§ What is required: In the records below, return every line from the one containing "Target: dry grass" through the end of the records, inclusive, with each line copied verbatim.

[Stored items]
************
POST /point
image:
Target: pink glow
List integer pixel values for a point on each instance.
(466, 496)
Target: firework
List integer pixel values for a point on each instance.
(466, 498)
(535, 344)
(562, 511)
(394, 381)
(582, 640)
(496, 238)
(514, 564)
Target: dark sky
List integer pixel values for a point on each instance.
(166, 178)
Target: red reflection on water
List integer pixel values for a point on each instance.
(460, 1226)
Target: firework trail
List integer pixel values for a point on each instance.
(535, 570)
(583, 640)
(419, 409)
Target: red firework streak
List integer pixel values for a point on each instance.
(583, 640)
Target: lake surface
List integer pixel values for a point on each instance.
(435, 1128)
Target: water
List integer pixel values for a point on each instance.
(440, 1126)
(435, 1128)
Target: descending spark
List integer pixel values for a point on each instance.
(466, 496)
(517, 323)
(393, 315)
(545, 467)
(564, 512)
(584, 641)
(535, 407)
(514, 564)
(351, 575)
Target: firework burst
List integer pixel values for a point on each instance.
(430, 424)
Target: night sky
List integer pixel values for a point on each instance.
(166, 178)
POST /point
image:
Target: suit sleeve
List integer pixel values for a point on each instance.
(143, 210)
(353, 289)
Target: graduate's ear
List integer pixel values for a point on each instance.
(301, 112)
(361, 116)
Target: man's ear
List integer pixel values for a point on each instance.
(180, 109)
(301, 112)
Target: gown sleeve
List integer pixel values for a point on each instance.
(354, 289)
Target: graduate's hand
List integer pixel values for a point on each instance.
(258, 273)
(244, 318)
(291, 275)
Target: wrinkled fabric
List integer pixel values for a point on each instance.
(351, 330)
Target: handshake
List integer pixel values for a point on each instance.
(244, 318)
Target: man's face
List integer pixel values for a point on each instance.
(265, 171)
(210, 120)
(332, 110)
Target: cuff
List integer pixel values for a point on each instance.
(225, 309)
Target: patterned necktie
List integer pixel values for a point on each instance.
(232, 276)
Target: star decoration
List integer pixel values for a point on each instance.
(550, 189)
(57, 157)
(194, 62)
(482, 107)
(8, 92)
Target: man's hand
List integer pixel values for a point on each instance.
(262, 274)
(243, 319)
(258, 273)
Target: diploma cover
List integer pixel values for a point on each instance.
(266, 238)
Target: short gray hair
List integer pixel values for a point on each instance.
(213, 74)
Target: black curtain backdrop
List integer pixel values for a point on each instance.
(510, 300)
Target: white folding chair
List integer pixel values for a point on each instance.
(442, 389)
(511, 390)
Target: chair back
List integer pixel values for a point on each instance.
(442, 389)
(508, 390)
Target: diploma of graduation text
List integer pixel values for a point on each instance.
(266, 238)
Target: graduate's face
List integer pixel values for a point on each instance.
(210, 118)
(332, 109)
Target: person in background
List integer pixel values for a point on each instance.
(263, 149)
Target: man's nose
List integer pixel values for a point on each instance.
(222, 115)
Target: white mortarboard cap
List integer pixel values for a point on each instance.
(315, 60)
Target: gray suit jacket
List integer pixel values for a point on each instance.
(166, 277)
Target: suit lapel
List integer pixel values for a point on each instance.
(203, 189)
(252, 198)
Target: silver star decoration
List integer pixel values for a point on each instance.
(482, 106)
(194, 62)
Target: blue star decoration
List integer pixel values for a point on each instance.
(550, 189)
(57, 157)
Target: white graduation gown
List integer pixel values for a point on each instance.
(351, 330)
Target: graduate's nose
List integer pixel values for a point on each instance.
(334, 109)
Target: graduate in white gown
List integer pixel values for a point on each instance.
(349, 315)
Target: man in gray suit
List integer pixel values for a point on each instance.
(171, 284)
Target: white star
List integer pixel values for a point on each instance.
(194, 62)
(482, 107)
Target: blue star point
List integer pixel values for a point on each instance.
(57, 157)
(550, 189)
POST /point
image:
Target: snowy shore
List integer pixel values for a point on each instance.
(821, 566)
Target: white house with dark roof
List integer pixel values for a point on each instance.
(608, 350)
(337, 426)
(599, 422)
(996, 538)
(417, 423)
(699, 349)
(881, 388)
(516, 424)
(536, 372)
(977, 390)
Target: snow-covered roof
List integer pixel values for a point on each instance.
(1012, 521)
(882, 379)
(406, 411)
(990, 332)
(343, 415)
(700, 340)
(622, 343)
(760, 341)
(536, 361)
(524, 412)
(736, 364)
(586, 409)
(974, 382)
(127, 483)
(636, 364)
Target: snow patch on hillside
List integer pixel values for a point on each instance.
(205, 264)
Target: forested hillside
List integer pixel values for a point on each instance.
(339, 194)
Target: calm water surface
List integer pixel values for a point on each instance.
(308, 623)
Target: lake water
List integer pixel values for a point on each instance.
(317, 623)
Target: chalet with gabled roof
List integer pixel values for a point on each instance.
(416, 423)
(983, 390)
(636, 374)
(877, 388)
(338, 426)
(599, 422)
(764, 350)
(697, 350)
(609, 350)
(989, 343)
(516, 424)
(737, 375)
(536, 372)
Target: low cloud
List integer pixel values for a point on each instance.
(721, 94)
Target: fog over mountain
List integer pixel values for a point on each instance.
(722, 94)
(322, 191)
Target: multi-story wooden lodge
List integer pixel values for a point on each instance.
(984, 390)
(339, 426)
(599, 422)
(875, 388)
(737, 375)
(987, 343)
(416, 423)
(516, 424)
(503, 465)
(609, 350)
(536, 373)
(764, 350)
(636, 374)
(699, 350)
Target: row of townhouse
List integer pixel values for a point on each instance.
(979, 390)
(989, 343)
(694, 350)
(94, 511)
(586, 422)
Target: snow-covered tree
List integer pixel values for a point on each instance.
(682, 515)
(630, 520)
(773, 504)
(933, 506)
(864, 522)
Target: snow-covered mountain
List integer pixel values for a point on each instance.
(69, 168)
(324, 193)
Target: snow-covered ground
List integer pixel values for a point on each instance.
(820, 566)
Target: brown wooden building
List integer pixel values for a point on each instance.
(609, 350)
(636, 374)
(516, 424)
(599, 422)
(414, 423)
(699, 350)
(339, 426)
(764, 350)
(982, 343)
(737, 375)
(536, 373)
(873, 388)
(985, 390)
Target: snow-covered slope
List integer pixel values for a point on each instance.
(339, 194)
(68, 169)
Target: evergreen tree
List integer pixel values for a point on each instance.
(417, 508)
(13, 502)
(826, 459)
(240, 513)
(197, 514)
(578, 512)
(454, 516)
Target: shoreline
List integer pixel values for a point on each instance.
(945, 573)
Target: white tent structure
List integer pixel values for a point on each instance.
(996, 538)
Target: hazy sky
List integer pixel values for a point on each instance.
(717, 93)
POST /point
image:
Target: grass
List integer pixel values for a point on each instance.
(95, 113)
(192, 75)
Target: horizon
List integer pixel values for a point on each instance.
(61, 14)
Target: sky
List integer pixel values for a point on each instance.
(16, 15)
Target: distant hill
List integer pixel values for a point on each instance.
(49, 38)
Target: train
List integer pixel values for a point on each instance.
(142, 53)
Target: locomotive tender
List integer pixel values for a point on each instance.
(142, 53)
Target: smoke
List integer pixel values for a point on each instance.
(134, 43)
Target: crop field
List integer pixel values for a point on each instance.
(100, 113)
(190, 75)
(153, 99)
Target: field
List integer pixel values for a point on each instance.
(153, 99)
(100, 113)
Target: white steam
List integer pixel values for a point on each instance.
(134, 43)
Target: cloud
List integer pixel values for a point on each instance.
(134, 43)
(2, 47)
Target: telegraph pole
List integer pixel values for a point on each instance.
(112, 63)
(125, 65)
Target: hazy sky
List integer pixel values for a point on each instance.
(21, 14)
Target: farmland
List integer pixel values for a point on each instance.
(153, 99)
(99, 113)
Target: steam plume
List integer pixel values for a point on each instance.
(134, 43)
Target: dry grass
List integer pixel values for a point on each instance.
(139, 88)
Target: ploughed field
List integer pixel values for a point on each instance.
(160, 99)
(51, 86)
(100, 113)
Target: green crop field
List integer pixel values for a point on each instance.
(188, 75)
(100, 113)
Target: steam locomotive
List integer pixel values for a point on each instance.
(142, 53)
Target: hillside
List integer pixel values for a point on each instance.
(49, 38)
************
§ Completed exercise:
Target: dry grass
List integer pixel values for a point on each instance.
(139, 88)
Target: ploughed field
List integer pixel values for a point on each instance.
(160, 99)
(51, 86)
(100, 113)
Target: green crop field
List integer pixel values for a point on each instance.
(188, 75)
(100, 113)
Target: steam locomotive
List integer pixel values for a point on each instance.
(142, 53)
Target: hillside
List integer pixel values for a point on each instance.
(49, 38)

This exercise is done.